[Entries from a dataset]
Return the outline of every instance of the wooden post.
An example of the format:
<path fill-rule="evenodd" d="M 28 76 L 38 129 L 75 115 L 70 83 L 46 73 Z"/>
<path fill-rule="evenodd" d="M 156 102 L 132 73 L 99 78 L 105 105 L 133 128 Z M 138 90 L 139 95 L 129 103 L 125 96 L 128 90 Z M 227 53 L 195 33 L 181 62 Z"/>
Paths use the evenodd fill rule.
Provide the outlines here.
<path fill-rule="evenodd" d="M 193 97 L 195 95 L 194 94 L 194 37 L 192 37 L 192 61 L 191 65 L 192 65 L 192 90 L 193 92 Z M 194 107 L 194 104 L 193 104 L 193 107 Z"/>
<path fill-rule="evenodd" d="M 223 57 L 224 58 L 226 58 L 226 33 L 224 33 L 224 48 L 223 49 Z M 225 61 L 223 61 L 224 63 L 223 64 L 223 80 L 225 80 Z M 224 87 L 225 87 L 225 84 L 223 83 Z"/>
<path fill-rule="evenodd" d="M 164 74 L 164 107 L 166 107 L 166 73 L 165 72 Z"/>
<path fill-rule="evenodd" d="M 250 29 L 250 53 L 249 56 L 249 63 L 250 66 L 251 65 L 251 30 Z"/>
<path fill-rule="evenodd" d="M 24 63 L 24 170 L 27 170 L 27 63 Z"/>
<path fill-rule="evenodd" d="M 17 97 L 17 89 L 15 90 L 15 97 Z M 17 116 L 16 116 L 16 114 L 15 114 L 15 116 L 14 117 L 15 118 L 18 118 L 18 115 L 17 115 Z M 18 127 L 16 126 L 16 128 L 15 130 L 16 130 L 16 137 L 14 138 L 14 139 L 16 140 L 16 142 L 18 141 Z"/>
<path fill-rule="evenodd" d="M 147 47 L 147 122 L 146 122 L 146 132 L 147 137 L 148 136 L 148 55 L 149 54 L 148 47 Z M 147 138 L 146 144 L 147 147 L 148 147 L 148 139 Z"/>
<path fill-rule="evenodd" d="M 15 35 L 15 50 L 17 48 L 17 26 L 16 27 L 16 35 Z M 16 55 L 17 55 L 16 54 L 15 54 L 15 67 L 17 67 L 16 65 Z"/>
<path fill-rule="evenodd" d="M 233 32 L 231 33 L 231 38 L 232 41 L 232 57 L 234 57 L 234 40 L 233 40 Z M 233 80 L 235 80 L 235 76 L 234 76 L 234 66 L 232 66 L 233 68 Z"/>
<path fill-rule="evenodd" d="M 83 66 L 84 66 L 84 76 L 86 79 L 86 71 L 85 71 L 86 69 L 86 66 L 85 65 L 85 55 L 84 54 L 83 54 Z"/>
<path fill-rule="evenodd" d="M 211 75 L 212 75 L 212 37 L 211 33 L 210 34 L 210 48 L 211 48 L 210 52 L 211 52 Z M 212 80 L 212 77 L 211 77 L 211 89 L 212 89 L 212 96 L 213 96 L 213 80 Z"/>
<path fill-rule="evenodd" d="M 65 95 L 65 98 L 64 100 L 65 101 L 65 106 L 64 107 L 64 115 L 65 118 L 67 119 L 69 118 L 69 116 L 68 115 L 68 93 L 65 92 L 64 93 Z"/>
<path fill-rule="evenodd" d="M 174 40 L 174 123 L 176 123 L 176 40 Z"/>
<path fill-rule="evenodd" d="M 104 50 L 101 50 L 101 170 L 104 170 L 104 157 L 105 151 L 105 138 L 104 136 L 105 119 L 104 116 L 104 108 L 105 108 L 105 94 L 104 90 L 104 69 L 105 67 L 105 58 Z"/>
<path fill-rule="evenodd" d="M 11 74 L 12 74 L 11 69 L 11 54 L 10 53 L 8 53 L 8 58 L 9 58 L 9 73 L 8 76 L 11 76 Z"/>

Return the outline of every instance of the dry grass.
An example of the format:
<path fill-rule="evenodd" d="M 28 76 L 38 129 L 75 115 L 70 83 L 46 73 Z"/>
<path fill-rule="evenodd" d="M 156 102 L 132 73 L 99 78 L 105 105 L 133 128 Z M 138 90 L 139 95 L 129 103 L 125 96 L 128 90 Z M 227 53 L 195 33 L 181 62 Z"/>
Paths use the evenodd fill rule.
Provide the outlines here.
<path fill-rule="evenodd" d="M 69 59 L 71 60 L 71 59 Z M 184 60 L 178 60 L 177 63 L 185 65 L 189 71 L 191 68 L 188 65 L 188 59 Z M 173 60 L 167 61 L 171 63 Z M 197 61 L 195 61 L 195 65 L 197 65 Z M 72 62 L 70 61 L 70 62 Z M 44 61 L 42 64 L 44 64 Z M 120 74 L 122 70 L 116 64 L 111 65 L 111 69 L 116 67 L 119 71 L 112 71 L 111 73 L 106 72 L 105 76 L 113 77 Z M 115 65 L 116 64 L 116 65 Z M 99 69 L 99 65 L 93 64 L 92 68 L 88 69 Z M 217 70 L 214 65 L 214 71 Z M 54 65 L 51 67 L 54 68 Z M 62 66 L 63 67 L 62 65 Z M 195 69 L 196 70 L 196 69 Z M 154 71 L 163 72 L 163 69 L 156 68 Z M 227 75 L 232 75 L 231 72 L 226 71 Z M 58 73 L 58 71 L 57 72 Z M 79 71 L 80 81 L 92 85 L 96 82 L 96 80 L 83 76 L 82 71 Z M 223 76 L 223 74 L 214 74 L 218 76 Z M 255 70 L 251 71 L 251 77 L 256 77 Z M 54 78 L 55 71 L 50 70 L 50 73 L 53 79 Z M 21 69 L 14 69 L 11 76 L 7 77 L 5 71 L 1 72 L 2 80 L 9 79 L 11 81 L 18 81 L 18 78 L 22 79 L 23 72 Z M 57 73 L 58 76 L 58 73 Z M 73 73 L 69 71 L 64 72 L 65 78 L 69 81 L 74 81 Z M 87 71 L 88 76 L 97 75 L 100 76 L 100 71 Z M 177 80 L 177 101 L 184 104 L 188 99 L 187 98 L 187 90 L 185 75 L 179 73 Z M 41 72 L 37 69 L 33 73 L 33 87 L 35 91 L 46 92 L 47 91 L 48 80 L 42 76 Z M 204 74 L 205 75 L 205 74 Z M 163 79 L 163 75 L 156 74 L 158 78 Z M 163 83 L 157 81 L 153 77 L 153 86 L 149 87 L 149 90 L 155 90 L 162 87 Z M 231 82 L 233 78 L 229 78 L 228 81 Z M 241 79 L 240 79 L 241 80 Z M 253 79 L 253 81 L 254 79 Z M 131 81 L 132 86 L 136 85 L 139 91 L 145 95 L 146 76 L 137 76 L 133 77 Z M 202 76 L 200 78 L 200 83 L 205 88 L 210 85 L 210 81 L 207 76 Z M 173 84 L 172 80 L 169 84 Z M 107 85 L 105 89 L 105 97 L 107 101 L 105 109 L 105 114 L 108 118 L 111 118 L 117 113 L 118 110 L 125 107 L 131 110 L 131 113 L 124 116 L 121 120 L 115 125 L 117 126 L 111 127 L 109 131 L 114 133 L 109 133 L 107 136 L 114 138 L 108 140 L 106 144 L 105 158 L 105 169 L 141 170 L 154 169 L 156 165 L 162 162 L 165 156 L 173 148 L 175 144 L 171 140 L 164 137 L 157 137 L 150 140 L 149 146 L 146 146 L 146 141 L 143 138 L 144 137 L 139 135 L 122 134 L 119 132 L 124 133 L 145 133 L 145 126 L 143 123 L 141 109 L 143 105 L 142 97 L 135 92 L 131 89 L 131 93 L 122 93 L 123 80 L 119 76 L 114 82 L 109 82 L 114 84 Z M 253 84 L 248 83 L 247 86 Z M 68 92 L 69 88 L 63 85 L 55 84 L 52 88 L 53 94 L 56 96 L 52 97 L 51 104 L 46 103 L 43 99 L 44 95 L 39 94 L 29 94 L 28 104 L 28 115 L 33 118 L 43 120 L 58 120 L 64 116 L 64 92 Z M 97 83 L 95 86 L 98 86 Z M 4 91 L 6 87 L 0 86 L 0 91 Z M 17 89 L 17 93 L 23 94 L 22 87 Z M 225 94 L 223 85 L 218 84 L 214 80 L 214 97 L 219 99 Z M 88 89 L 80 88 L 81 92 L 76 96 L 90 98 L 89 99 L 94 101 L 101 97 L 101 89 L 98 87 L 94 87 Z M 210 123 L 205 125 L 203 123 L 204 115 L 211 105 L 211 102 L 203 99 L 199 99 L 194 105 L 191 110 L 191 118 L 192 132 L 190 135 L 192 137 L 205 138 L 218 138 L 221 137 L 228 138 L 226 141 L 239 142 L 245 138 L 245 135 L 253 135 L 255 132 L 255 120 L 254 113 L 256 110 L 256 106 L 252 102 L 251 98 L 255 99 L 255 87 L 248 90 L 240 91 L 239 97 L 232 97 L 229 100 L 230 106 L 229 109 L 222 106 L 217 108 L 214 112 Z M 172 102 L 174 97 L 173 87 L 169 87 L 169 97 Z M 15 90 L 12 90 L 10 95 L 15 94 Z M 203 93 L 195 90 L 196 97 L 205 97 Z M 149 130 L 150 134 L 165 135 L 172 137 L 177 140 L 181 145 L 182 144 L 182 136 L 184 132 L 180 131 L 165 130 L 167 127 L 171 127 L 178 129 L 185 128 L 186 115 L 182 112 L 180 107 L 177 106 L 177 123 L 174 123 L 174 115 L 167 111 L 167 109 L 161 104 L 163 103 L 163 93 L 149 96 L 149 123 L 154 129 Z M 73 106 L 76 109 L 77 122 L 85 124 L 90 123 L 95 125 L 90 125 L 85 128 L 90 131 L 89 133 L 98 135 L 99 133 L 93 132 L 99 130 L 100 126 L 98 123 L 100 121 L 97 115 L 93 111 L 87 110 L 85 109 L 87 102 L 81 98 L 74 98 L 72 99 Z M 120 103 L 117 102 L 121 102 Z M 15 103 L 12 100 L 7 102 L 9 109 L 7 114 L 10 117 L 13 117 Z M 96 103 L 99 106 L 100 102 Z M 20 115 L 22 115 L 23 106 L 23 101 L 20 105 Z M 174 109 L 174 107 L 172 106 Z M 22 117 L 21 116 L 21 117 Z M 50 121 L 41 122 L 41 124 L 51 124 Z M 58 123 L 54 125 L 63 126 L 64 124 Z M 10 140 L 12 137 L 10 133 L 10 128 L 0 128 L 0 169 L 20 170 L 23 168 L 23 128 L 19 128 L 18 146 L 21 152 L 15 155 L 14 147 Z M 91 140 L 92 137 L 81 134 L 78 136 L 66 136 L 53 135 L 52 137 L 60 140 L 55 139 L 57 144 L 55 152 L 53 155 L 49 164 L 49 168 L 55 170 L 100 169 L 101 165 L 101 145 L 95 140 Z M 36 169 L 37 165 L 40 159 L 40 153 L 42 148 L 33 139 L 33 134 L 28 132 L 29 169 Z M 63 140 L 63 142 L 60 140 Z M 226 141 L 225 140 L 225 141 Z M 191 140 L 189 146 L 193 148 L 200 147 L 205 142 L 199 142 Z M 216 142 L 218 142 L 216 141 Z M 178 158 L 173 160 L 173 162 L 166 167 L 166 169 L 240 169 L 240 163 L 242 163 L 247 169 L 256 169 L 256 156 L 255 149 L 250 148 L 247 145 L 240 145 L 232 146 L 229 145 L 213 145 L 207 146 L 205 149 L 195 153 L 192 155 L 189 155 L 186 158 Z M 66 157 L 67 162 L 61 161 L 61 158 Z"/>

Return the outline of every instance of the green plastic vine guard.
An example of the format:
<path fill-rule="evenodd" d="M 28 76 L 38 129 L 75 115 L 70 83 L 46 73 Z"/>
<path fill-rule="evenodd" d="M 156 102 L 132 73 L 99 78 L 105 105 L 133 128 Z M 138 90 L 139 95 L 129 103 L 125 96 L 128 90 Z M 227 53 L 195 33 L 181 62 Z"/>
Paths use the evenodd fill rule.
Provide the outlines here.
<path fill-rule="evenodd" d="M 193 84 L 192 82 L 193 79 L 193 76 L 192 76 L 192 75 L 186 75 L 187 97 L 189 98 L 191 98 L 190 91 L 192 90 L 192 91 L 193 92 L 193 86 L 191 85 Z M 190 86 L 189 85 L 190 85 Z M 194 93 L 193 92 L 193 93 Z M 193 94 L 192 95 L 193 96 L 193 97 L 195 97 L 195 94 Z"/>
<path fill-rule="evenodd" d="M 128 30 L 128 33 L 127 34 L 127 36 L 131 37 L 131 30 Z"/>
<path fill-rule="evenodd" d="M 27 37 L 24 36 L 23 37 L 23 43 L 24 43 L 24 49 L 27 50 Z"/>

* EXERCISE *
Rewrite only the lines of the entries starting at the beginning and ending at the line that contains "164 74 L 164", with "wooden post" replaced by "metal post" and everything else unchanged.

* EXERCISE SOLUTION *
Return the outline of every instance of the metal post.
An example of the format:
<path fill-rule="evenodd" d="M 28 76 L 38 129 L 75 115 L 70 83 L 46 73 Z"/>
<path fill-rule="evenodd" d="M 156 102 L 132 73 L 99 78 L 105 105 L 133 128 Z M 138 90 L 139 95 L 129 103 L 125 96 L 128 90 Z M 227 53 L 195 33 L 181 62 Z"/>
Paths use the evenodd fill rule.
Provide the outlines here.
<path fill-rule="evenodd" d="M 193 97 L 195 95 L 194 94 L 194 37 L 192 37 L 192 61 L 191 65 L 192 65 L 192 90 L 193 92 Z M 194 107 L 194 104 L 193 104 L 193 107 Z"/>
<path fill-rule="evenodd" d="M 223 57 L 224 58 L 226 58 L 226 33 L 224 33 L 224 48 L 223 49 Z M 225 61 L 223 61 L 224 63 L 223 64 L 223 80 L 225 80 Z M 224 87 L 225 87 L 225 84 L 223 83 Z"/>
<path fill-rule="evenodd" d="M 164 74 L 164 107 L 166 107 L 166 73 L 165 72 Z"/>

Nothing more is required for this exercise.